▶ [WHAT TO DO]
This exercise asks for an exact transcription of every entry.

*** DATA TO EXAMINE Section Begins ***

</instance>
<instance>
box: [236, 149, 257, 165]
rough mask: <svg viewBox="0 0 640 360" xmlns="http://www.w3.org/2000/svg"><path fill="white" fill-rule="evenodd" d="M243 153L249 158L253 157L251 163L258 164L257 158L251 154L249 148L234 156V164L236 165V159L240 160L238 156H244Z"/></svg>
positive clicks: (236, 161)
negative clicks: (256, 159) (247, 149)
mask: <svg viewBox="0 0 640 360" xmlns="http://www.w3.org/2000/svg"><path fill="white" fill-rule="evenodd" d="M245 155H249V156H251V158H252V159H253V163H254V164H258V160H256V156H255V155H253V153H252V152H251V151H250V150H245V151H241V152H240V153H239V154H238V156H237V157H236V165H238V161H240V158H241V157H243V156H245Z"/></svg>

*** DATA TO EXAMINE Section Ends ***

▶ [ANSWER TO THE PROBLEM]
</instance>
<instance>
box: [236, 149, 257, 165]
rough mask: <svg viewBox="0 0 640 360" xmlns="http://www.w3.org/2000/svg"><path fill="white" fill-rule="evenodd" d="M243 153L249 158L253 157L251 163L258 164L257 158L251 154L249 148L234 156V164L236 165V159L240 160L238 156H244Z"/></svg>
positive clicks: (236, 161)
negative clicks: (256, 159) (247, 149)
mask: <svg viewBox="0 0 640 360" xmlns="http://www.w3.org/2000/svg"><path fill="white" fill-rule="evenodd" d="M245 155H249V156H251V158H252V159H253V163H254V164H258V160H256V156H255V155H253V153H252V152H251V151H250V150H245V151H241V152H240V153H239V154H238V156H237V157H236V165H238V161H240V158H241V157H243V156H245Z"/></svg>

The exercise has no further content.